Please pick out every row below that contains the string "frame" and copy each of those rows in full. Case counts, so uppercase and lowercase letters don't match each other.

● ● ● ● ●

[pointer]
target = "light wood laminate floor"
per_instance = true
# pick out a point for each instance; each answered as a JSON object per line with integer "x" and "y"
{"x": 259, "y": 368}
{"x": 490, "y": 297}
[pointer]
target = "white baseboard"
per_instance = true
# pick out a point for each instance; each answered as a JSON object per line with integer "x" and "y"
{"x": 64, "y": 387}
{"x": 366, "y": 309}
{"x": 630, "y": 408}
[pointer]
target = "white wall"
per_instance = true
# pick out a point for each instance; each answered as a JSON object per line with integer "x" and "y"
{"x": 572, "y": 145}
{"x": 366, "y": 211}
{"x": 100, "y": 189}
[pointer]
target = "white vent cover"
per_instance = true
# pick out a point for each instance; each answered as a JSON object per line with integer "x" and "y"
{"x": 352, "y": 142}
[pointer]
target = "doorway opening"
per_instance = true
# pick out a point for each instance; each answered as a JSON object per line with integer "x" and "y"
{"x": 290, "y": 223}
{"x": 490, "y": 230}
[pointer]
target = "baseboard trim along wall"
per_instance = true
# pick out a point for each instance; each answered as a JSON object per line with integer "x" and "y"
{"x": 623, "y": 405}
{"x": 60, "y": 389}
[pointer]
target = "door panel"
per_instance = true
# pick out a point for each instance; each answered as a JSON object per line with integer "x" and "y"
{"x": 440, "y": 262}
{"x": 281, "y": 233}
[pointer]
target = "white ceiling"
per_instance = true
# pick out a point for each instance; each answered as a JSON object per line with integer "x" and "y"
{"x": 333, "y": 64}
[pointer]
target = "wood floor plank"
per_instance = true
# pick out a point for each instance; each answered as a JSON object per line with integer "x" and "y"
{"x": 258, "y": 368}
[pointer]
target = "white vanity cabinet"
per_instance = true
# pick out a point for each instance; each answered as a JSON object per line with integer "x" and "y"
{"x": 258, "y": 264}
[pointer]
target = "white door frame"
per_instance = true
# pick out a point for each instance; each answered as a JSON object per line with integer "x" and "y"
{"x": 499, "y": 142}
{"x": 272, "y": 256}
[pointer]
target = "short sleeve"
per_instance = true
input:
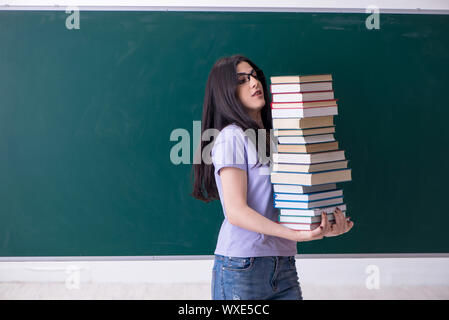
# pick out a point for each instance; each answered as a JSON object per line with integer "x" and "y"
{"x": 229, "y": 150}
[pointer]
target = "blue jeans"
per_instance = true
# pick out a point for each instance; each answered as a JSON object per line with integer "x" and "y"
{"x": 255, "y": 278}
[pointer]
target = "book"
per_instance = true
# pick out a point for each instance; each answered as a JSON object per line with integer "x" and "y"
{"x": 286, "y": 188}
{"x": 308, "y": 139}
{"x": 301, "y": 87}
{"x": 325, "y": 166}
{"x": 307, "y": 204}
{"x": 312, "y": 158}
{"x": 301, "y": 226}
{"x": 309, "y": 179}
{"x": 303, "y": 96}
{"x": 311, "y": 212}
{"x": 308, "y": 196}
{"x": 301, "y": 79}
{"x": 308, "y": 148}
{"x": 308, "y": 220}
{"x": 302, "y": 132}
{"x": 304, "y": 112}
{"x": 304, "y": 104}
{"x": 303, "y": 123}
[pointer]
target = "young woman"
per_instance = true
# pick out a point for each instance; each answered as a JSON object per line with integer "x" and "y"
{"x": 254, "y": 256}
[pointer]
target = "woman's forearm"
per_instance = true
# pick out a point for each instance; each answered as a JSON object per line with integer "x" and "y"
{"x": 247, "y": 218}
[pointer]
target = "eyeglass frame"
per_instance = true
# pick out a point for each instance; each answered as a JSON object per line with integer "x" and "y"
{"x": 258, "y": 75}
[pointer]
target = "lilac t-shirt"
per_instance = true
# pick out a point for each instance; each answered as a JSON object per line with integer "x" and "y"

● ● ● ● ●

> _Solution for this task_:
target = "white door frame"
target = "eyeglass frame"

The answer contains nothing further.